(Stored items from a collection)
— begin —
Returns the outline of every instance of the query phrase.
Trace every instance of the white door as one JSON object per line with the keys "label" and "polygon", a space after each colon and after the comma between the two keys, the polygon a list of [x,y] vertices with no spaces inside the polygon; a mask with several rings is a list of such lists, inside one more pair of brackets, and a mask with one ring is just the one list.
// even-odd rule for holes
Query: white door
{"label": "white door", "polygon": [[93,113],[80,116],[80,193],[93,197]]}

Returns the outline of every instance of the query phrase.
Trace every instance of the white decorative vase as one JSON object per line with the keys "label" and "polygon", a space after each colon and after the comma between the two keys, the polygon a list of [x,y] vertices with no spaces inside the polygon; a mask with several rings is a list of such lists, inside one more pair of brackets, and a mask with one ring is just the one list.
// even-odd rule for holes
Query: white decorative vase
— end —
▸ **WHAT IS EXPECTED**:
Render the lines of the material above as a numbered list, leaving out any blank lines.

▸ **SOLUTION FOR THIS PROBLEM**:
1. Returns the outline of every instance of the query phrase.
2. Trace every instance of the white door as one JSON object per line with the keys "label" and "polygon", a space after each colon and after the comma between the two keys, the polygon a list of [x,y] vertices with no spaces inside the polygon; a mask with several rings is a list of such lists, inside one more pair of brackets, and a mask with one ring is just the one list.
3. // even-odd rule for holes
4. Query: white door
5. {"label": "white door", "polygon": [[93,113],[80,116],[80,193],[93,197]]}
6. Returns the outline of every instance of the query phrase.
7. Trace every instance of the white decorative vase as one JSON object per line with the keys "label" and "polygon", a space after each colon and after the comma between the two keys, the polygon a list of [x,y] vertices with no spaces inside the polygon; a mask with several rings is a list of such lists, inside one more pair of brackets, and a mask with one ring is just the one list.
8. // even-odd rule for holes
9. Query: white decorative vase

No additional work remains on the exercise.